- PROMPT -
In the data that follows, find the line containing "Q: Point to every instance of the metal handrail"; then quote that line and every line after it, exactly, through the last one.

- ENTRIES SHOWN -

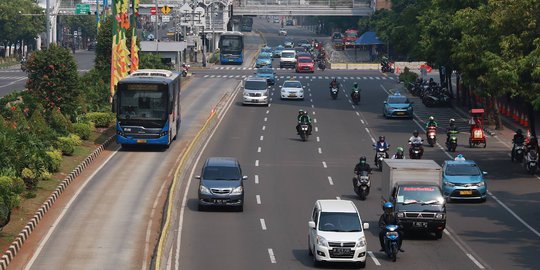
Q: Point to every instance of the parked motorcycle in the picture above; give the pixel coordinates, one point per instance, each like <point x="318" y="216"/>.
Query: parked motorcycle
<point x="451" y="145"/>
<point x="304" y="134"/>
<point x="391" y="241"/>
<point x="362" y="184"/>
<point x="531" y="161"/>
<point x="518" y="152"/>
<point x="355" y="96"/>
<point x="432" y="135"/>
<point x="334" y="92"/>
<point x="415" y="151"/>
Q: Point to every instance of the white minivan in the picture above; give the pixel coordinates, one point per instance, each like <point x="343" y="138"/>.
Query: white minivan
<point x="336" y="233"/>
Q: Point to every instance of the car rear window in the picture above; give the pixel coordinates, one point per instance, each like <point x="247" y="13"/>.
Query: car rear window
<point x="255" y="85"/>
<point x="462" y="169"/>
<point x="339" y="222"/>
<point x="221" y="173"/>
<point x="292" y="85"/>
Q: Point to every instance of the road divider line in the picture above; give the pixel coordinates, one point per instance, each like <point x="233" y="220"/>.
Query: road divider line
<point x="263" y="224"/>
<point x="375" y="260"/>
<point x="271" y="254"/>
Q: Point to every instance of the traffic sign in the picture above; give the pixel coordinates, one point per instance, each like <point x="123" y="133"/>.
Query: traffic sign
<point x="165" y="9"/>
<point x="82" y="8"/>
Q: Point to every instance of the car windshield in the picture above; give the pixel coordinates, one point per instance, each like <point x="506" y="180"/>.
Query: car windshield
<point x="292" y="85"/>
<point x="255" y="85"/>
<point x="221" y="173"/>
<point x="462" y="169"/>
<point x="419" y="194"/>
<point x="339" y="222"/>
<point x="398" y="100"/>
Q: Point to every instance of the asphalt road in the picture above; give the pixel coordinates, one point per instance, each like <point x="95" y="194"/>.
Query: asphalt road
<point x="287" y="175"/>
<point x="14" y="79"/>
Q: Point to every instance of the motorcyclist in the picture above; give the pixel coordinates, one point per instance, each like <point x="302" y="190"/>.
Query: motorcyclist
<point x="399" y="153"/>
<point x="388" y="218"/>
<point x="303" y="118"/>
<point x="431" y="122"/>
<point x="381" y="144"/>
<point x="451" y="130"/>
<point x="415" y="139"/>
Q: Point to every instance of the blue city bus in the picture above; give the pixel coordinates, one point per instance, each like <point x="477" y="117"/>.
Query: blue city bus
<point x="231" y="48"/>
<point x="147" y="107"/>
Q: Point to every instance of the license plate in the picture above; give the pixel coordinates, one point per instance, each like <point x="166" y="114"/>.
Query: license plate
<point x="420" y="224"/>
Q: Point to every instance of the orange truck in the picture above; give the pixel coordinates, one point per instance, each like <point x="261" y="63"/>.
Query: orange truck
<point x="351" y="35"/>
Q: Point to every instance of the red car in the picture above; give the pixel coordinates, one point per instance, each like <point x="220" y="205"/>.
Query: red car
<point x="305" y="64"/>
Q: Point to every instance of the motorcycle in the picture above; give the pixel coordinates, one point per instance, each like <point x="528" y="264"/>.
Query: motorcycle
<point x="334" y="92"/>
<point x="416" y="151"/>
<point x="362" y="184"/>
<point x="355" y="96"/>
<point x="518" y="152"/>
<point x="432" y="135"/>
<point x="380" y="155"/>
<point x="531" y="161"/>
<point x="451" y="144"/>
<point x="391" y="241"/>
<point x="304" y="134"/>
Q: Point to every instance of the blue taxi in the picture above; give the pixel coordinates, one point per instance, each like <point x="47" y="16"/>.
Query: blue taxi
<point x="397" y="105"/>
<point x="463" y="180"/>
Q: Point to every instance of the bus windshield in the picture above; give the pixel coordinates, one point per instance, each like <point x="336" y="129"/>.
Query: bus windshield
<point x="144" y="102"/>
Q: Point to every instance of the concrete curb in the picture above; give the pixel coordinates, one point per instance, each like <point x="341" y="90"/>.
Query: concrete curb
<point x="16" y="245"/>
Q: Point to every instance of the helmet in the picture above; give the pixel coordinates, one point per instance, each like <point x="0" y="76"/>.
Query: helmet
<point x="362" y="159"/>
<point x="388" y="207"/>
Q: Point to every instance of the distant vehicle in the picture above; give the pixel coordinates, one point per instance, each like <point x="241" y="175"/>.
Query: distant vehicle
<point x="336" y="233"/>
<point x="351" y="35"/>
<point x="463" y="180"/>
<point x="147" y="107"/>
<point x="264" y="59"/>
<point x="268" y="74"/>
<point x="221" y="184"/>
<point x="292" y="90"/>
<point x="255" y="91"/>
<point x="231" y="48"/>
<point x="247" y="24"/>
<point x="305" y="64"/>
<point x="397" y="105"/>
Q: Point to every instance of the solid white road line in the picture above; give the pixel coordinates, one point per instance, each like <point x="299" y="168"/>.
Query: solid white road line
<point x="263" y="224"/>
<point x="370" y="253"/>
<point x="271" y="254"/>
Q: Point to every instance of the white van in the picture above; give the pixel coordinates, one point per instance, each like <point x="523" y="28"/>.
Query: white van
<point x="336" y="233"/>
<point x="288" y="59"/>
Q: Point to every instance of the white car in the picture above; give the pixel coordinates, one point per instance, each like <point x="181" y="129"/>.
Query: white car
<point x="292" y="90"/>
<point x="336" y="233"/>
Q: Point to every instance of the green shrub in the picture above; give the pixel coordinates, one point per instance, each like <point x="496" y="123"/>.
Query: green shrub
<point x="83" y="130"/>
<point x="66" y="145"/>
<point x="55" y="160"/>
<point x="101" y="119"/>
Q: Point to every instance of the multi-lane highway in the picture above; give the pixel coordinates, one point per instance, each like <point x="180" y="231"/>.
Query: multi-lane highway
<point x="287" y="175"/>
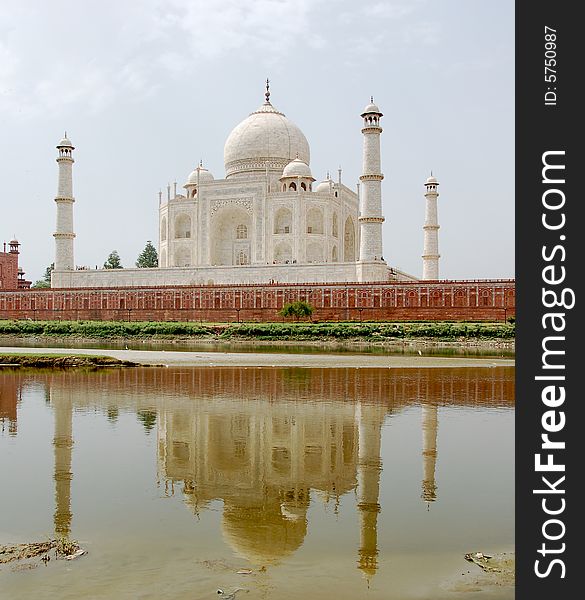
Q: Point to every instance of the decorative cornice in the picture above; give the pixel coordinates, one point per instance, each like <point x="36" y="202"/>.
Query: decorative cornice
<point x="371" y="219"/>
<point x="372" y="177"/>
<point x="372" y="129"/>
<point x="245" y="203"/>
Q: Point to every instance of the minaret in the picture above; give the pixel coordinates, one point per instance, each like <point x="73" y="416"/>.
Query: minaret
<point x="431" y="231"/>
<point x="371" y="218"/>
<point x="64" y="235"/>
<point x="429" y="428"/>
<point x="370" y="418"/>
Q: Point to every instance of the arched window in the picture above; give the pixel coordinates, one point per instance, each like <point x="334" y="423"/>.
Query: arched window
<point x="241" y="234"/>
<point x="183" y="226"/>
<point x="349" y="241"/>
<point x="314" y="252"/>
<point x="314" y="221"/>
<point x="283" y="253"/>
<point x="182" y="257"/>
<point x="283" y="221"/>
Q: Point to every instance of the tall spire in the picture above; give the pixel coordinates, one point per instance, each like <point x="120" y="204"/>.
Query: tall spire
<point x="371" y="217"/>
<point x="64" y="234"/>
<point x="431" y="226"/>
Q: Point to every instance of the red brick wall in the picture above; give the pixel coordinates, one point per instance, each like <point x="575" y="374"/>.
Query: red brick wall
<point x="480" y="300"/>
<point x="8" y="271"/>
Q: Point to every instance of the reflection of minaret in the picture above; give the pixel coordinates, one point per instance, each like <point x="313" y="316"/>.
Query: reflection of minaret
<point x="370" y="418"/>
<point x="63" y="444"/>
<point x="429" y="427"/>
<point x="9" y="397"/>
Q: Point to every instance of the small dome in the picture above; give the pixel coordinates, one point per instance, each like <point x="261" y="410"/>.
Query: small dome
<point x="325" y="186"/>
<point x="65" y="143"/>
<point x="371" y="108"/>
<point x="204" y="176"/>
<point x="297" y="168"/>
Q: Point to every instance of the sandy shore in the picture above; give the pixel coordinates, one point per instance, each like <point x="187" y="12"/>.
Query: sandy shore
<point x="253" y="359"/>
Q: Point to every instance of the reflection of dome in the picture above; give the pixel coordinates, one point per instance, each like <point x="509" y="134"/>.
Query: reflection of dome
<point x="262" y="534"/>
<point x="265" y="139"/>
<point x="297" y="168"/>
<point x="204" y="176"/>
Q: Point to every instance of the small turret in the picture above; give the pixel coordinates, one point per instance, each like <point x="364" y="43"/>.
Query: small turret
<point x="371" y="218"/>
<point x="64" y="234"/>
<point x="431" y="231"/>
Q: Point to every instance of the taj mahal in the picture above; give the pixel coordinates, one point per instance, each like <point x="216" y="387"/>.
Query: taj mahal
<point x="266" y="221"/>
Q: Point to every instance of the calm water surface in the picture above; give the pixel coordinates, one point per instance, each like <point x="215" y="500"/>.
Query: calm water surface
<point x="410" y="348"/>
<point x="327" y="483"/>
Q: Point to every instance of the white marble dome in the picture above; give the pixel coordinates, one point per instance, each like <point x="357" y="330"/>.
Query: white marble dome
<point x="203" y="173"/>
<point x="371" y="108"/>
<point x="65" y="143"/>
<point x="265" y="139"/>
<point x="297" y="168"/>
<point x="325" y="186"/>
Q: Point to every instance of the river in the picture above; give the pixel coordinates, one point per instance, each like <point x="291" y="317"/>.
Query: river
<point x="315" y="482"/>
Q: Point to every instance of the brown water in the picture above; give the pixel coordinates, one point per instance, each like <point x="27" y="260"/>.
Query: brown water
<point x="326" y="483"/>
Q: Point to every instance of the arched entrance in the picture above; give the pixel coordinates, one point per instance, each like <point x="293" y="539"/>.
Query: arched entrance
<point x="230" y="236"/>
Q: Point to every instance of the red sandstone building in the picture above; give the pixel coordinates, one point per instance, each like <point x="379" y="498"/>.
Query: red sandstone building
<point x="480" y="300"/>
<point x="11" y="275"/>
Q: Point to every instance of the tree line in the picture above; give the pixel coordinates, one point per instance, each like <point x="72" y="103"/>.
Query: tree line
<point x="147" y="259"/>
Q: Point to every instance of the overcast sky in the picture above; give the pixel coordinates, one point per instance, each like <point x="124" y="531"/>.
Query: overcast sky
<point x="145" y="89"/>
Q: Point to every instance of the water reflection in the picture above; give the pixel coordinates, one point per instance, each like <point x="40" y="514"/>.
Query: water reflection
<point x="9" y="399"/>
<point x="266" y="442"/>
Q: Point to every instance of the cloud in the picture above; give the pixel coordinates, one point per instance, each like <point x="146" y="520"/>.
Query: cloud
<point x="58" y="56"/>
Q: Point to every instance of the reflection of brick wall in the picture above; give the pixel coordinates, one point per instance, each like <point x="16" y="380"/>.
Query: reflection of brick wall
<point x="8" y="271"/>
<point x="444" y="300"/>
<point x="8" y="403"/>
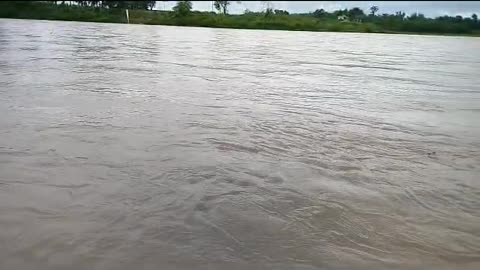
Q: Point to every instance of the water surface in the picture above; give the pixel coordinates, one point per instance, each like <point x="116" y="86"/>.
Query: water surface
<point x="152" y="147"/>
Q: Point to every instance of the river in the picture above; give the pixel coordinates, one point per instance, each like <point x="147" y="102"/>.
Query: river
<point x="156" y="147"/>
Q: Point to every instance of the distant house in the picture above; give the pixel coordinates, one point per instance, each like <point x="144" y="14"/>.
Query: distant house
<point x="343" y="18"/>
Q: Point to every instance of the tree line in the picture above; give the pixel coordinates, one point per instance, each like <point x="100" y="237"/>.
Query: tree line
<point x="147" y="5"/>
<point x="343" y="20"/>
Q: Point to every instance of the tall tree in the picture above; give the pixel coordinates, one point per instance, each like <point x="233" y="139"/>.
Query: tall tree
<point x="222" y="6"/>
<point x="182" y="8"/>
<point x="355" y="13"/>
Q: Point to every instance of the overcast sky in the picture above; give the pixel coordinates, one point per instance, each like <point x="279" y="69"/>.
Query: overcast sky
<point x="429" y="8"/>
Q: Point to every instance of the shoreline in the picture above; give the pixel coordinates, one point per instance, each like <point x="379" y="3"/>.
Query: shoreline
<point x="247" y="21"/>
<point x="262" y="29"/>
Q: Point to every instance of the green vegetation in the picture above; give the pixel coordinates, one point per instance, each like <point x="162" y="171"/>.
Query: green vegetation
<point x="352" y="20"/>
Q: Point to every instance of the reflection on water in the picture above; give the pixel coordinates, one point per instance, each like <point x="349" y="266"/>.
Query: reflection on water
<point x="150" y="147"/>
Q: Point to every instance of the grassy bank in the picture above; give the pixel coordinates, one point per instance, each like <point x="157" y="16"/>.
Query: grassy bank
<point x="297" y="22"/>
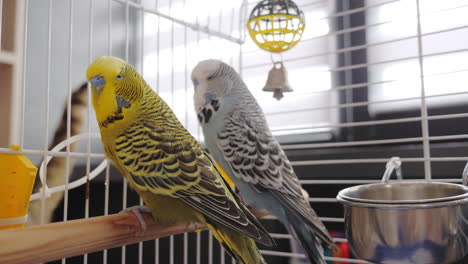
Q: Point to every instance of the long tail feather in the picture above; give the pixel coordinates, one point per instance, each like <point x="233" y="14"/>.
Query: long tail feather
<point x="241" y="247"/>
<point x="307" y="238"/>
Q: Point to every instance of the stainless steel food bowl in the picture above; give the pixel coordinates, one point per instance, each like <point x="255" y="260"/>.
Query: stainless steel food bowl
<point x="407" y="222"/>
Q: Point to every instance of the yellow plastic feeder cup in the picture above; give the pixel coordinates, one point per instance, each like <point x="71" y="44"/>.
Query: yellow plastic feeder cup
<point x="17" y="174"/>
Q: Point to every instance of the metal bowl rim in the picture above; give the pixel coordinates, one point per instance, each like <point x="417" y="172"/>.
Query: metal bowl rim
<point x="403" y="206"/>
<point x="343" y="196"/>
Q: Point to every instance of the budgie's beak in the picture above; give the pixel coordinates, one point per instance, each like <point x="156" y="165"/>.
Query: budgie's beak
<point x="98" y="82"/>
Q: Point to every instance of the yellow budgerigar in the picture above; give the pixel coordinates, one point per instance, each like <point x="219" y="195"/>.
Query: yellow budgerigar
<point x="168" y="168"/>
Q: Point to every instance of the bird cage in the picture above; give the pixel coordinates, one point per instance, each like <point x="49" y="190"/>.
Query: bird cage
<point x="373" y="80"/>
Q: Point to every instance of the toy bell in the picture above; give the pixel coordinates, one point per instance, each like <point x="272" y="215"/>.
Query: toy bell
<point x="277" y="81"/>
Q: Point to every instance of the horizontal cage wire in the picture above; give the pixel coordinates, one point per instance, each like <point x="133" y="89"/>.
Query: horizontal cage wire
<point x="372" y="80"/>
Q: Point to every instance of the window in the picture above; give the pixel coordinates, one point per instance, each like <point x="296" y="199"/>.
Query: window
<point x="395" y="76"/>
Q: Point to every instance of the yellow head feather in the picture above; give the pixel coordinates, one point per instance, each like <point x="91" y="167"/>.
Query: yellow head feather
<point x="118" y="81"/>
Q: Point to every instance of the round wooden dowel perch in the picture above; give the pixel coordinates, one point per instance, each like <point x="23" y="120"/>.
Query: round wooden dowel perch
<point x="72" y="238"/>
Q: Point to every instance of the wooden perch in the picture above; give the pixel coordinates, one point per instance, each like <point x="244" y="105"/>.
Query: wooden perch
<point x="72" y="238"/>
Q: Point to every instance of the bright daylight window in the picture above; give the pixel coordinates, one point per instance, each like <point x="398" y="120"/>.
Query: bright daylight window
<point x="394" y="76"/>
<point x="308" y="64"/>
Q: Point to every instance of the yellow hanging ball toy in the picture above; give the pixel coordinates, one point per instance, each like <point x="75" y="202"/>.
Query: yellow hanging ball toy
<point x="276" y="25"/>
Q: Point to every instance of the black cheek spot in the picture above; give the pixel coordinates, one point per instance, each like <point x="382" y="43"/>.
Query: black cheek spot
<point x="208" y="115"/>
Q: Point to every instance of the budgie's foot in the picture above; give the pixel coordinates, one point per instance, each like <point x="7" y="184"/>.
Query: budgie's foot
<point x="137" y="210"/>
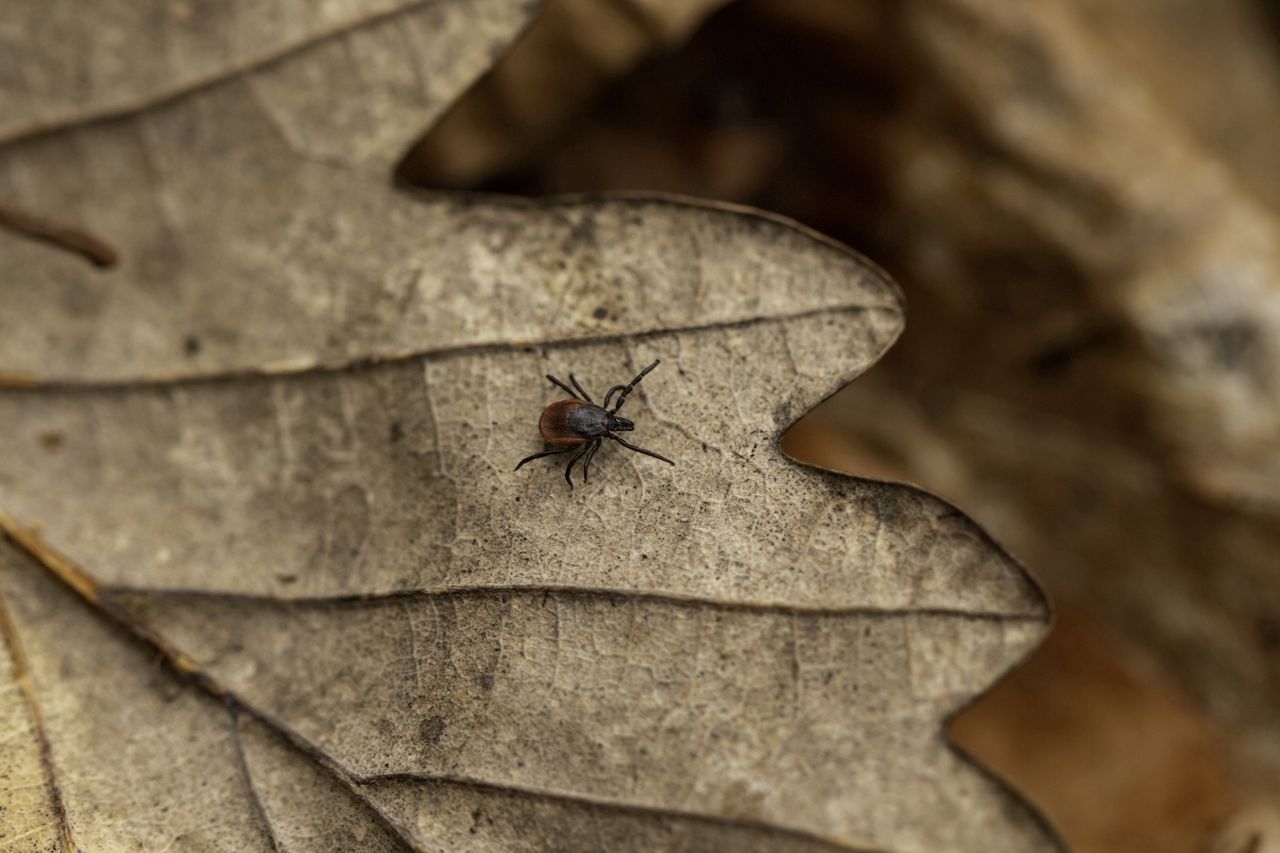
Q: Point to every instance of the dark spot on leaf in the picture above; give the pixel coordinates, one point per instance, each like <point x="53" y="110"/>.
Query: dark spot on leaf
<point x="782" y="416"/>
<point x="429" y="730"/>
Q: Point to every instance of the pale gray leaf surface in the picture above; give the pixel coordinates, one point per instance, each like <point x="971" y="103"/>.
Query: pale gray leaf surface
<point x="275" y="445"/>
<point x="137" y="757"/>
<point x="254" y="218"/>
<point x="64" y="62"/>
<point x="734" y="646"/>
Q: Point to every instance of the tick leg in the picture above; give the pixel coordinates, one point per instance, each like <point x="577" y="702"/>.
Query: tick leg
<point x="530" y="459"/>
<point x="586" y="463"/>
<point x="568" y="469"/>
<point x="612" y="391"/>
<point x="639" y="450"/>
<point x="585" y="396"/>
<point x="571" y="393"/>
<point x="626" y="388"/>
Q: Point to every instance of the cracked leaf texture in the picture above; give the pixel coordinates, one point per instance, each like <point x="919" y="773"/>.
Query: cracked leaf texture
<point x="280" y="588"/>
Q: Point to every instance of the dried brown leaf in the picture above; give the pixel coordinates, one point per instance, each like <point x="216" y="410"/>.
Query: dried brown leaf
<point x="316" y="609"/>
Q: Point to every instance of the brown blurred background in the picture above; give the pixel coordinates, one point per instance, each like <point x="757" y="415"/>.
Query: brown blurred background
<point x="1080" y="200"/>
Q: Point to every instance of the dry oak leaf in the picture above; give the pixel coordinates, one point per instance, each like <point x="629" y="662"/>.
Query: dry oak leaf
<point x="736" y="652"/>
<point x="288" y="593"/>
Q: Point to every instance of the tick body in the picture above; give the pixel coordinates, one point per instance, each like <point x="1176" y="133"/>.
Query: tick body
<point x="577" y="424"/>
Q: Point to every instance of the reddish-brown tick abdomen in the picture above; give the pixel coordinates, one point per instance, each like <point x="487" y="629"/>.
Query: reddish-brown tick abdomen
<point x="554" y="423"/>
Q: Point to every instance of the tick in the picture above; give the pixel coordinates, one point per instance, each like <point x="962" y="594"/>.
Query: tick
<point x="580" y="425"/>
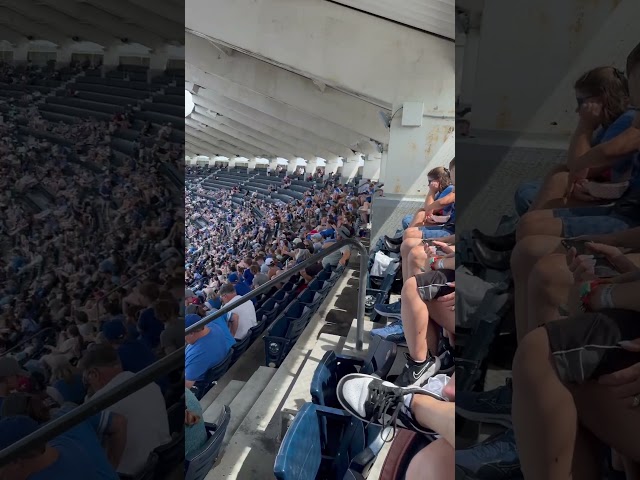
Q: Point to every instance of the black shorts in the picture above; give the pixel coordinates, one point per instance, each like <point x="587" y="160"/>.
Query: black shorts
<point x="585" y="346"/>
<point x="432" y="284"/>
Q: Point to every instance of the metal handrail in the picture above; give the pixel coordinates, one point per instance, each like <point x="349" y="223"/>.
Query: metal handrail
<point x="175" y="360"/>
<point x="131" y="280"/>
<point x="26" y="340"/>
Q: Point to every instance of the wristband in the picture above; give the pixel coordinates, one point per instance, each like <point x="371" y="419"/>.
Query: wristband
<point x="606" y="298"/>
<point x="586" y="294"/>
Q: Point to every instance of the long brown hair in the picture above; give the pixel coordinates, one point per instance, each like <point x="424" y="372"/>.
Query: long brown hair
<point x="442" y="175"/>
<point x="611" y="85"/>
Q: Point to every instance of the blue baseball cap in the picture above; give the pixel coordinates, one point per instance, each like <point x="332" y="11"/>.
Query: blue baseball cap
<point x="114" y="330"/>
<point x="15" y="428"/>
<point x="191" y="319"/>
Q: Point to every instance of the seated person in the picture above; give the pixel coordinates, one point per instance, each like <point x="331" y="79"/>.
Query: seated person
<point x="242" y="317"/>
<point x="207" y="346"/>
<point x="428" y="410"/>
<point x="603" y="100"/>
<point x="596" y="340"/>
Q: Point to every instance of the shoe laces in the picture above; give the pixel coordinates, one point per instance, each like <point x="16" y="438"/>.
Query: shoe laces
<point x="382" y="398"/>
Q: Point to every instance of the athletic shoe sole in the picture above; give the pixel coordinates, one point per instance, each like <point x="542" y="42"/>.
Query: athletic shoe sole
<point x="400" y="390"/>
<point x="502" y="419"/>
<point x="382" y="313"/>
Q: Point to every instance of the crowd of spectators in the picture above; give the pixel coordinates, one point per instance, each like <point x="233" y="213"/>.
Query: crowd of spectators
<point x="91" y="258"/>
<point x="234" y="248"/>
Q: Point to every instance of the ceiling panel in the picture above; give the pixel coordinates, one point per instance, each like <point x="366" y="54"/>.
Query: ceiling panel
<point x="434" y="16"/>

- SOLVED EXERCISE -
Q: Point to every instance of the metal handrail in the picture above; give the pixel coordinates, one point per instance, each like <point x="349" y="223"/>.
Query: metal handrail
<point x="175" y="360"/>
<point x="131" y="280"/>
<point x="26" y="340"/>
Q: Point to every instance of the wristband in the picture above; give the pixel coordinates, one point per instance, each like <point x="371" y="419"/>.
Query: wristband
<point x="606" y="298"/>
<point x="586" y="294"/>
Q: Point to every instance of the long brown hair in the picture above; give the pixel coordinates, one point per instance, each like <point x="424" y="372"/>.
Query: long brown hair
<point x="442" y="175"/>
<point x="611" y="85"/>
Q: Point to every instance of the blue baseball cap in the picture above; give the pixel coordinates, one point per instance, each like <point x="332" y="11"/>.
Query: blue baseball cap
<point x="114" y="330"/>
<point x="15" y="428"/>
<point x="191" y="319"/>
Q: Point to every instance of the seated person in the picture above; give the pixel coordinates, one point per instance, each like <point x="331" y="79"/>.
Query: seated person
<point x="242" y="317"/>
<point x="207" y="346"/>
<point x="428" y="410"/>
<point x="603" y="100"/>
<point x="596" y="340"/>
Q: Point to every instance of the shoe laces in the picture above; give the pixel coordinates, one point per instance, each like <point x="16" y="438"/>.
Query: shoe laces
<point x="382" y="398"/>
Q: Point to every instance of the athletic shoe sole in the picture above; give the pixel coordinates, one point per instance, each like <point x="542" y="42"/>.
Query: athletic shoe sole
<point x="400" y="390"/>
<point x="502" y="419"/>
<point x="382" y="313"/>
Q: Point to every instance of the crowd of spectators in the picture above; give the pixel coordinates, one point per instance, each like <point x="233" y="213"/>.
Query: crowd of spectators
<point x="91" y="258"/>
<point x="234" y="248"/>
Q: Point to every instance of the ceiling panel in the picture above; give the pixel coordinates, one point per instance, each like <point x="366" y="54"/>.
Query: ceiling panel
<point x="434" y="16"/>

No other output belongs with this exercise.